- TRY IT
Restating every entry exactly is the whole task.

- DATA IN THIS EXERCISE
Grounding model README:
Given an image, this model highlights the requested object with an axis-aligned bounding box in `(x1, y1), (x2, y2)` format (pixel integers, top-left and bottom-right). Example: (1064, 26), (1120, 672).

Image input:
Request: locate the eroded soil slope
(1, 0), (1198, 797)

- OUTPUT BELOW
Grounding model README:
Given an image, this model highlights the requested object with an axis-aligned bounding box in `(x1, y1), (x2, y2)` format (pixel integers, top-left and bottom-right). Example: (1064, 26), (1120, 672).

Image input:
Request: locate the eroded soil slope
(1, 0), (1198, 797)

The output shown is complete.